(Dataset entries)
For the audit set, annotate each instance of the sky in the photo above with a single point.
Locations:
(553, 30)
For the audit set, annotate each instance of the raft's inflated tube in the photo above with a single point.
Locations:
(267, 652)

→ Exercise description: What you give back should be the lines from the one with "For the audit set, annotate each instance of the raft's" to the end of the data, copied exactly, both ends included.

→ Output of the exercise:
For the audit set, annotate each instance of the raft's inflated tube in the photo above with a single point.
Locations:
(267, 652)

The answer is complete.